--- 抜粋箇所 ---
著者は、大阪大学の人間科学研究科の教授で、
日本における「手抜き」研究の第一人者だそうです。

そんな研究領域があるのでしょうか。
何でも専門領域ができるものなのですね。

このテーマの「手抜き」は集団行動における場合です。

1.手抜きはどの程度起きているのか、
2.どんな場合に起きやすいのか、
3.男女差はあるのか、
4.国によって差があるのか、
5.手抜きが起きない対策はどうすればよいのか

が記述されています。

個人の場合の手抜きは、
怠け者か重視しない対象の場合かで、
単純にその人の思考法や性格によりますので
別テーマです。


順に見ていきましょう。

1.手抜きはどの程度起きているか

 仕事中の居眠り
  国会議員の居眠りが取りあげられています。

 仕事中の私的スマホ/PC利用
  周りから分かりにくいのです。
  かなりの人が経験あり
  という調査結果が報告されています。

 大人数の会議
  無駄の象徴で業務効率化となると、
  真っ先に取り上げられるテーマです。

 ブレーンスト―ミング
  オズボーンが提唱したアイデア出しに有効
  と言われている方法ですが、
  必ずしも好成績ではないという実験結果が報告されています。

  個人ごとに考えておいてその後寄せ集めた方が
  新しいアイデアが出ました。
  みんなでやると「手抜き」が起きているという説明でした。
  初耳で、「なるほど」です。

  また、「人の話を遮らない」というルールがあるために、
  思い付いた時にすぐに発言できずに
  せっかくの思い付きを言いのがしてしまう、
  という「生産性のブロッキング現象」ということも起きるのだそうです。

  アイデアの質は、
  実行可能性と独創性の組み合わせで評価できる。
                実行可能性    独創性
  良いアイデア        〇         〇
  平凡なアイデア       〇                   ☓
  クレージーなアイデア   ☓         〇
  悪いアイデア        ☓         ☓

  これは面白い分類ですね。
    よほど運営に気をつけないと
  「平凡なアイデア」になってしまうということでした。

  学者さんは、いろいろな実験や理屈付けをするのですね。

チーム作業
  人数が多くなると参画しない人が出てくる。
  そのとおりです。
  私たちが実施している研修のチーム演習では
  5人を超えると討議に参加せずに黙っている人が出てきます。


2.集団行動においてどんな場合に手抜きは起きやすいのか

これについては、4つの要因が挙げられています。

1)評価可能性
 個人が評価されるようになっていない場合

2)努力の不要性
 自分が頑張らなくても結果に影響しないと思う場合
 
3)手抜きの同調
 周りに手抜き者がいて咎められない場合
 
4)他者の存在による緊張感の低下
 周りでやっている人がいて依存心を持つ場合

例1 筆者が10年ほど前、鹿児島本線で通勤していた時のこと

 列車の暖房が熱すぎて座っていられないほどだったので
 しばらくして我慢できずに車掌に申し出た。
 ところがいつまでたっても改善されなかった。

 1)決まりどおりにやっている車掌としては、
  変えても評価されないと思っているのであろう。
--- データ ---
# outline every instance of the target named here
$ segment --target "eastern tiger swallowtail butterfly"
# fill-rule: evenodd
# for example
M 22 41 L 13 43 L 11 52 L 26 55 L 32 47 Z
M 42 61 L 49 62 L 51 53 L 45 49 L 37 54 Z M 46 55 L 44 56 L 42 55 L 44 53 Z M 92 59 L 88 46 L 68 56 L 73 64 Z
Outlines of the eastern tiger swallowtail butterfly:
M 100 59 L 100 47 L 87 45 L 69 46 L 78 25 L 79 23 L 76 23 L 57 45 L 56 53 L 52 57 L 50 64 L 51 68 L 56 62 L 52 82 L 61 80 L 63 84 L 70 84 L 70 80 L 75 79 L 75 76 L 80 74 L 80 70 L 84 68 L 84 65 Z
---
課題の目的: 抜粋の「また、「人の話を遮らない」というルールがあるために、」から「これは面白い分類ですね。」までを、「独創性」を「新規性」に変えて書き直す。

課題の出力:
また、「人の話を遮らない」というルールがあるために、
  思い付いた時にすぐに発言できずに
  せっかくの思い付きを言いのがしてしまう、
  という「生産性のブロッキング現象」ということも起きるのだそうです。

  アイデアの質は、
  実行可能性と新規性の組み合わせで評価できる。
                実行可能性    新規性
  良いアイデア        〇         〇
  平凡なアイデア       〇                   ☓
  クレージーなアイデア   ☓         〇
  悪いアイデア        ☓         ☓

  これは面白い分類ですね。